Exercise goal:
Write the records out exactly as they read, but not the pictures.

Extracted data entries
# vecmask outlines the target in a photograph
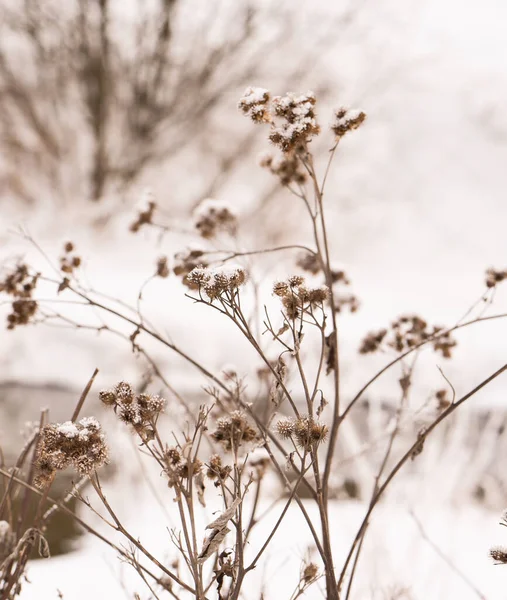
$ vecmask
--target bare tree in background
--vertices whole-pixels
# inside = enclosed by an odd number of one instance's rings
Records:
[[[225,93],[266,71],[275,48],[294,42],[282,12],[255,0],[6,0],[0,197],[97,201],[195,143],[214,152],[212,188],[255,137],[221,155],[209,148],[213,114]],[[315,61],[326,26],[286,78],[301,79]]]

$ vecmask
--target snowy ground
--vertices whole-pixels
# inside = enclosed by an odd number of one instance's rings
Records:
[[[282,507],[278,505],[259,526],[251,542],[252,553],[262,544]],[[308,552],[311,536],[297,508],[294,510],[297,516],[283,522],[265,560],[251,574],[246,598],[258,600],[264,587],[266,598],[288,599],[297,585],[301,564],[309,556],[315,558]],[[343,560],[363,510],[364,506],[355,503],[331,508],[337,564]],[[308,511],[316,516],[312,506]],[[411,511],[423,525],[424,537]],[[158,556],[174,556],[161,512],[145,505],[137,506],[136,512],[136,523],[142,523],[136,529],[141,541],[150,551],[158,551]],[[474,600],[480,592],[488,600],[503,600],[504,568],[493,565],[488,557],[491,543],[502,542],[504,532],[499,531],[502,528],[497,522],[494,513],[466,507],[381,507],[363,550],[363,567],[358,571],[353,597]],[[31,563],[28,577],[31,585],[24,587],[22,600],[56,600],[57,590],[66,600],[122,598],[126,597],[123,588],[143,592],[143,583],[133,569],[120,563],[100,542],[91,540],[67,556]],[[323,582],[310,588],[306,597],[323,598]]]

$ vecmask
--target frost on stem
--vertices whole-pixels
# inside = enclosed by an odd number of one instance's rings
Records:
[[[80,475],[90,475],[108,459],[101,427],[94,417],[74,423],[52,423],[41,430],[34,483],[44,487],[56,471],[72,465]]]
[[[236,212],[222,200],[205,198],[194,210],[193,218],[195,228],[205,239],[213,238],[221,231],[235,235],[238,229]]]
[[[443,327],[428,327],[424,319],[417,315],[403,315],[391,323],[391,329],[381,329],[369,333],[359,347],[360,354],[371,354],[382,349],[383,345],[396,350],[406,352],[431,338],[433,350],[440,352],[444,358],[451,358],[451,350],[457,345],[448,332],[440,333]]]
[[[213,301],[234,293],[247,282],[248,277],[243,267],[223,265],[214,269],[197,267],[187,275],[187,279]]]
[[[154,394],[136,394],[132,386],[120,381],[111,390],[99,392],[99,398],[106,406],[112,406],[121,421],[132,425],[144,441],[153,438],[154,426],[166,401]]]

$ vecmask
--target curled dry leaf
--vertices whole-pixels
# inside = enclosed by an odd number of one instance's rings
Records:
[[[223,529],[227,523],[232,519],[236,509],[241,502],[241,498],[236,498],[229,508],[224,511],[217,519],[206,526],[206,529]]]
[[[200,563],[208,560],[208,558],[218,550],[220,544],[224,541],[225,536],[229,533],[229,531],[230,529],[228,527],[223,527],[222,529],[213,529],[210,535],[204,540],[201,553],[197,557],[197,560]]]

Answer area:
# vecmask outlines the target in a photograph
$ vecmask
--target bare tree in background
--vertices whole-pixels
# inside = enclosed by an odd number of one instance's rings
Records:
[[[225,93],[266,71],[275,48],[294,42],[282,12],[255,0],[6,0],[0,197],[97,201],[195,143],[214,152],[212,188],[255,137],[221,155],[209,148],[213,114]],[[315,61],[326,26],[286,78],[301,79]]]

$ vecmask
--target snowy ground
--vertices whole-pixels
# inside = enclosed by an odd number of one instance's rings
Records:
[[[282,507],[278,505],[259,526],[251,542],[252,553],[262,544]],[[308,552],[311,536],[297,508],[294,510],[297,516],[283,522],[265,560],[251,574],[246,598],[258,600],[264,587],[266,598],[288,599],[297,585],[301,564],[309,556],[315,558]],[[343,560],[363,510],[364,506],[355,503],[331,508],[337,564]],[[308,511],[316,516],[312,506]],[[411,511],[423,525],[424,537]],[[158,556],[174,556],[161,512],[145,505],[137,506],[136,512],[136,523],[142,523],[136,529],[141,541],[150,551],[158,551]],[[474,600],[480,592],[488,600],[503,600],[504,568],[493,565],[488,557],[491,543],[502,542],[504,532],[499,531],[502,528],[497,522],[494,513],[466,507],[381,507],[363,550],[363,567],[358,571],[353,597]],[[31,563],[28,577],[31,585],[24,587],[22,600],[56,600],[57,590],[66,600],[122,598],[126,597],[123,588],[143,592],[143,583],[133,569],[120,563],[100,542],[91,540],[67,556]],[[323,582],[310,588],[306,597],[323,598]]]

$ vecmask
--target frost on stem
--vertices whole-pixels
# inside = enclosed by an odd number of one instance's rings
Records:
[[[80,475],[90,475],[108,459],[101,427],[94,417],[74,423],[52,423],[41,430],[34,483],[44,487],[56,471],[72,465]]]
[[[236,212],[222,200],[205,198],[194,210],[193,218],[195,228],[205,239],[213,238],[221,231],[235,235],[238,229]]]
[[[443,327],[428,327],[424,319],[417,315],[403,315],[391,323],[391,329],[381,329],[369,333],[359,347],[360,354],[371,354],[382,349],[383,345],[396,350],[406,352],[431,338],[433,350],[440,352],[444,358],[451,358],[451,350],[457,345],[448,332],[440,333]]]
[[[213,301],[234,293],[247,282],[248,277],[243,267],[223,265],[214,269],[197,267],[187,275],[187,279]]]
[[[154,394],[136,394],[132,386],[120,381],[111,390],[99,392],[99,398],[106,406],[112,406],[121,421],[132,425],[144,441],[153,438],[154,426],[166,401]]]

$ vecmask
--target curled dry leaf
--vertices whole-pixels
# inside = enclosed by an odd number of one instance's rings
Records:
[[[223,529],[227,523],[232,519],[236,509],[241,502],[241,498],[236,498],[229,508],[224,511],[217,519],[206,526],[206,529]]]
[[[200,563],[208,560],[208,558],[218,550],[220,544],[224,541],[225,536],[229,533],[229,531],[230,529],[228,527],[223,527],[222,529],[213,529],[210,535],[204,540],[201,553],[197,557],[197,560]]]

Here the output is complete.